** Begin MATERIAL FOR THE TASK **

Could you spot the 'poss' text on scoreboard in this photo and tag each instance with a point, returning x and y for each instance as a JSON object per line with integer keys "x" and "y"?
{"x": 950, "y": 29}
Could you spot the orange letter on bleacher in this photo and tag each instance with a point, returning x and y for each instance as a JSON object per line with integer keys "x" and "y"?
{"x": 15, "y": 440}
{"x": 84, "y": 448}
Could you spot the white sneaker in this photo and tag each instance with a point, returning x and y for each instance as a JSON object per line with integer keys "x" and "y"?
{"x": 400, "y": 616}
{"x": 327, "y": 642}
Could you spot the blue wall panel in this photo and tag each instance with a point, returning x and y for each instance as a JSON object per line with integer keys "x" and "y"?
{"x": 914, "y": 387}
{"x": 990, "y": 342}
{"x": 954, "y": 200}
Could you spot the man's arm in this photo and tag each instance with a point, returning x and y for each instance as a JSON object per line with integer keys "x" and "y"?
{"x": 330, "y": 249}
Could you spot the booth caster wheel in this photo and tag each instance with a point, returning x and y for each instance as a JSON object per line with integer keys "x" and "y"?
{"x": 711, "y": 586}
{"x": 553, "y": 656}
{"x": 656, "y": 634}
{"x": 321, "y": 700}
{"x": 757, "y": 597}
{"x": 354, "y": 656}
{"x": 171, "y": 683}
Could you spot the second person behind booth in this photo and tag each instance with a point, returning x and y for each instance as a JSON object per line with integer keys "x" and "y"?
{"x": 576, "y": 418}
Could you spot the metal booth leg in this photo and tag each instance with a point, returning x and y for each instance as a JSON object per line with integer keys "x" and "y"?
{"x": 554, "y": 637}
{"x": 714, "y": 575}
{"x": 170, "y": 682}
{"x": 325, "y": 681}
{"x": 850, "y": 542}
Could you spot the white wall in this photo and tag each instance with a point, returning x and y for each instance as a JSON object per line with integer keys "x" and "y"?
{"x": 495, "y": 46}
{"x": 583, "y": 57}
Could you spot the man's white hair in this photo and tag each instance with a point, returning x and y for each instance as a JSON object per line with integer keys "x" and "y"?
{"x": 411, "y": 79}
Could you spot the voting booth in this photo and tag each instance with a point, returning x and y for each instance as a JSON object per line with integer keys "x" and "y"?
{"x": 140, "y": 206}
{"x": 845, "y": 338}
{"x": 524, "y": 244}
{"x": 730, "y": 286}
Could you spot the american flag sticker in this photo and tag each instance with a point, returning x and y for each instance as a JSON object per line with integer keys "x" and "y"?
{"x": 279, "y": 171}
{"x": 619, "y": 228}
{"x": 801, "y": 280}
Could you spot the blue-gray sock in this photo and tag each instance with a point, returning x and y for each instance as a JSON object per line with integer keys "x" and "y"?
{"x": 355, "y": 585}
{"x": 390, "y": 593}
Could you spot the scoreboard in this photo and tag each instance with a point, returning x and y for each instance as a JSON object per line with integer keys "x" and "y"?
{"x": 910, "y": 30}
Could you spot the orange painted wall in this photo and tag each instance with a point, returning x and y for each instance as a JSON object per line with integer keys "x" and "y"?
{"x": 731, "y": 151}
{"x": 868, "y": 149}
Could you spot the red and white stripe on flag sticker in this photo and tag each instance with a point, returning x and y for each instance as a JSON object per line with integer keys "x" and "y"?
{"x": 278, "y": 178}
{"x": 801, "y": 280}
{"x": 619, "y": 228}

** End MATERIAL FOR THE TASK **

Copy the records word for word, beginning at the line that contains "Could you spot the red" and continuing through the last line of the records.

SOLUTION TO THIS EXERCISE ▸
Could you spot the red and white stripe on flag sticker in this photo and tag each instance with a point, returning x and y for each instance as a JSON object per line with integer keys "x" and "y"?
{"x": 278, "y": 178}
{"x": 801, "y": 280}
{"x": 619, "y": 228}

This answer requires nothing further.